» **What this task involves**: Every line holding the string "paved" is to be copied from the entries below.

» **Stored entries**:
+---+
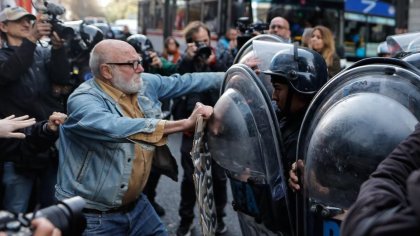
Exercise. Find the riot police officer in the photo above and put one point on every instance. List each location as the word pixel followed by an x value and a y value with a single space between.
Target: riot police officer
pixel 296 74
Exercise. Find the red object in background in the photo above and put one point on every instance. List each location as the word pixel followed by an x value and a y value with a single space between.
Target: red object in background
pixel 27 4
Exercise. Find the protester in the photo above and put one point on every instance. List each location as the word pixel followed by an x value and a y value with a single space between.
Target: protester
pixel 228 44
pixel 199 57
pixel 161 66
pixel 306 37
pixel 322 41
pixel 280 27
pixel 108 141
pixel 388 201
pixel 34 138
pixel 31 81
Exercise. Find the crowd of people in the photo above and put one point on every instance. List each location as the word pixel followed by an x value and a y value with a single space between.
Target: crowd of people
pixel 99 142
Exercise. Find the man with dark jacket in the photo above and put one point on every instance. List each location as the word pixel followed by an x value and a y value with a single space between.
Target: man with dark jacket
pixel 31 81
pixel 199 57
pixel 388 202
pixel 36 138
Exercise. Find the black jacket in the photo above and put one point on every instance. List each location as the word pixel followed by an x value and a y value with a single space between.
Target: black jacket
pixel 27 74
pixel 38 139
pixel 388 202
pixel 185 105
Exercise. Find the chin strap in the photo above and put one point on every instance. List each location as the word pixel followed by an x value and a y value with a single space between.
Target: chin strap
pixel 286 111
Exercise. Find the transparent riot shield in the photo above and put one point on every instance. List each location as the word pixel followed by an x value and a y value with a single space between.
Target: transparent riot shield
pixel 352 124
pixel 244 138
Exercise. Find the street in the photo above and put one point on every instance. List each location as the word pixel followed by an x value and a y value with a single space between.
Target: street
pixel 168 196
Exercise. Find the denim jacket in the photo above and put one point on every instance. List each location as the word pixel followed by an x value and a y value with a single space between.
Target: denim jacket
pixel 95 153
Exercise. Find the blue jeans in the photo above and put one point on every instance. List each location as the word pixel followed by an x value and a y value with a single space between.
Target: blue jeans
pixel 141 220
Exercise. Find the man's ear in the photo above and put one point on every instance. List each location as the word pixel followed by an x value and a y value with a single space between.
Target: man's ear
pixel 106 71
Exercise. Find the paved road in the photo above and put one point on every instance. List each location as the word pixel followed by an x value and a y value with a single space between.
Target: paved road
+---+
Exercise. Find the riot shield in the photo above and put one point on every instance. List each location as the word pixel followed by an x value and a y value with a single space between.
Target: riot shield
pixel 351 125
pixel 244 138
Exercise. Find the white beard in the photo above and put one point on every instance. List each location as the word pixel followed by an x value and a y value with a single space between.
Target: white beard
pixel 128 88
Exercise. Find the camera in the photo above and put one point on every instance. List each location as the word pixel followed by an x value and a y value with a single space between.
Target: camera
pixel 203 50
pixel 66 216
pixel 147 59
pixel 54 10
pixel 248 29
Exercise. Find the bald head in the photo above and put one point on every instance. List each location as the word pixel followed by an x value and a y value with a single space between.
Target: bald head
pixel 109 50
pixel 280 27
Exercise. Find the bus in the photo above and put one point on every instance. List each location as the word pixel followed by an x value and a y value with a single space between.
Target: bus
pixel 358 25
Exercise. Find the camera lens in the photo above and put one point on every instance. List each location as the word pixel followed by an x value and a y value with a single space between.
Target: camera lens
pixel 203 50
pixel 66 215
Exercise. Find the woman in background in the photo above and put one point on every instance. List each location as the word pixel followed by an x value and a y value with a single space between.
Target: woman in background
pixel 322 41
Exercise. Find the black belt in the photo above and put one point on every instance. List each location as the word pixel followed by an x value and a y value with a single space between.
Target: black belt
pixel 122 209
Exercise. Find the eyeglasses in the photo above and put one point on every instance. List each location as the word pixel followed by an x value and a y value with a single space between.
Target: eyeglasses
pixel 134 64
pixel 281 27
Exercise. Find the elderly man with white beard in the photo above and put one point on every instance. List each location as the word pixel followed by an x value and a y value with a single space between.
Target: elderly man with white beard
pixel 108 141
+---+
» **Task response**:
Exercise. Find the paved road in the photo above and put one point on every instance. List each location as the word pixel followed by an x value and a y value with a single space between.
Target: paved road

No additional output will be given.